▶ ARTIKEL
◆ ◆ ◆ ◆
Menag Lukman Hakim Akui Terima Rp 10 Juta dari Haris Lewat Ajudan

Menteri Agama Lukman Hakim mengakui ada uang Rp 10 juta yang dia terima saat dinas ke wilayah Jawa Timur.

oleh Liputan6.com diperbarui 26 Jun 2019, 16:57 WIB
Diterbitkan 26 Jun 2019, 16:57 WIB
Sidang Kasus Jual Beli Jabatan
Menteri Agama, Lukman Hakim Syaifuddin jelang memberi keterangan sebagai saksi di Pengadilan Tipikor, Jakarta, Rabu (26/6/2019). Menag Lukman Hakim memberi keterangan sebagai saksi pada sidang lanjutan suap seleksi pengisian jabatan di Kementerian Agama. (Liputan6.com/Helmi Fithriansyah)

Liputan6.com, Jakarta - Menteri Agama Lukman Hakim Saifuddin mengakui ada uang Rp 10 juta yang dia terima saat dinas ke wilayah Jawa Timur, melalui ajudannya. Lukman mengaku baru mengetahui ajudannya menerima uang yang bersumber dari terdakwa Kakanwil Kemenag Jatim Haris Hasanuddin saat di Jakarta.

Hal itu terungkap dalam persidangan di Pengadilan Tipikor, Jakarta Pusat, Rabu (26/6/2019). Lukman bersaksi untuk terdakwa Kakanwil Kemenag Jatim Haris Hasanuddin dan Kepala Kantor Kemenag Gresik Muafaq.

Dalam sidang itu terungkap ada setoran yang diminta Haris untuk uang transport kepada Menteri Agama Lukman Hakim selama dinas di Jawa Timur. Itu disampaikan saksi Kepala pada Bidang Penerangan Agama Islam, Zakat, dan Wakaf Kanwil Kementerian Agama Provinsi Jawa Timur, Zuhri, yang diperintahkan Haris mengumpulkan uang dari kepala kantor Kemenag se-Jatim.

"Terkait yang uang tadi yang diperintahkan Pak Haris dan mengalir ke ajudan saudara, bagaimana ceritanya uang itu sampai?" tanya Jaksa Wawan Yunarwanto kepada Lukman Hakim Saifuddin.

Lukman berkilah, uang tersebut diterima ajudannya karena dianggap sebagai honor tambahan menjadi pembicara dalam kegiatan Kementerian Kesehatan di Pondok Pesantren Tebu Ireng, Jatim pada 9 Maret 2019.
◆ ◆ ◆ ◆
▶ DATA TERSEDIA
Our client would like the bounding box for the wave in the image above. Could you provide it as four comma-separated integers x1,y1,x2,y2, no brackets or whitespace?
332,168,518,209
◆ ◆ ◆ ◆
▶ KERJAKAN TUGAS BERIKUT
#1 Tentukan apakah pernyataan (a), (b), dan (c) sesuai dengan artikel tentang pengakuan Menteri Agama Lukman Hakim. Jawab masing-masing dengan ya atau tidak, disertai kutipan persis dari artikel yang menjadi dasarnya.
(a) Lukman Hakim menerima uang Rp 10 juta melalui ajudannya.
(b) Sidang tersebut digelar di Pengadilan Tipikor Surabaya.
(c) Zuhri diperintahkan Haris untuk mengumpulkan uang dari kepala kantor Kemenag se-Jawa Timur.
#2 Lanjutkan artikel tentang pengakuan Menteri Agama Lukman Hakim, dimulai setelah kalimat terakhirnya.
Materi di atas tidak diperlukan untuk mengerjakan tugas.

▶ JAWABAN
#1
(a) Ya: "mengakui ada uang Rp 10 juta yang dia terima saat dinas ke wilayah Jawa Timur, melalui ajudannya"
(b) Tidak: "dalam persidangan di Pengadilan Tipikor, Jakarta Pusat"
(c) Ya: "yang diperintahkan Haris mengumpulkan uang dari kepala kantor Kemenag se-Jatim"

#2
"Setelah Magrib saya tiba di rumah, ajudan saya menyatakan bahwa pak ini ada titipan dari saudara Haris. Saya tanya apa itu, honorarium tambahan," kata Lukman sembari menirukan ucapan ajudannya.

Lukman mengatakan, tidak pada tempatnya menerima honor tersebut. Karena merasa tak berhak, dia memerintahkan ajudannya untuk mengembalikan uang tersebut.

Sayangnya, uang Rp 10 juta itu tidak sempat dikembalikan kepada terdakwa Haris. Sampai dia mengetahui ajudannya belum mengembalikan saat kasus Haris bergulir.

"Ini belakangan baru saya ketahui sampai terjadi peristiwa OTT itu. Dan saya baru tahu tanggal 22 Maret," kata Lukman.

Dia mengaku belum pernah menyentuh dan melihat fisik uang tersebut. Uang itu diklaimnya berada di ajudan. Lukman menegaskan uang yang diterima ajudan sebesar Rp 10 juta. Itu hanya berdasarkan pernyataan lisan.

"Kemudian saya berpikir memutuskan uang itu saya laporkan sebagai gratifikasi kepada KPK," ucap Lukman Hakim Saifuddin.

Saksikan video pilihan di bawah ini:

Setoran Uang Transport

Sidang Kasus Jual Beli Jabatan
Menteri Agama, Lukman Hakim Syaifuddin memasuki ruang sidang Pengadilan Tipikor, Jakarta, Rabu (26/6/2019). Menag Lukman Hakim memberi keterangan sebagai saksi pada sidang lanjutan suap seleksi pengisian jabatan di Kementerian Agama. (Liputan6.com/Helmi Fithriansyah)

Kepala pada Bidang Penerangan Agama Islam, Zakat, dan Wakaf Kanwil Kementerian Agama Provinsi Jawa Timur, Zuhri mengaku diminta terdakwa Kakanwil Kemenag Jatim Haris Hasanuddin mengumpulkan uang dari Kepala Kantor Kemenag se-Jawa Timur.

"Mas saya minta tolong nanti teman-teman kalau ada yang nitip uang dibantu saya," ujar Zuhri menirukan Haris saat sidang jual beli jabatan Kemenag di Pengadilan Tipikor, Jakarta Pusat, Rabu (26/6/2019).

Kepada Jaksa Zuhri mengatakan 'Teman-teman' adalah para kepala kantor kementerian se-Jawa Timur. Mereka menyetor uang dalam berbagai pecahan.

"Ada yang Rp 2 juta, ada yang Rp 500 (ribu) ada yang Rp 1 juta," kata Zuhri.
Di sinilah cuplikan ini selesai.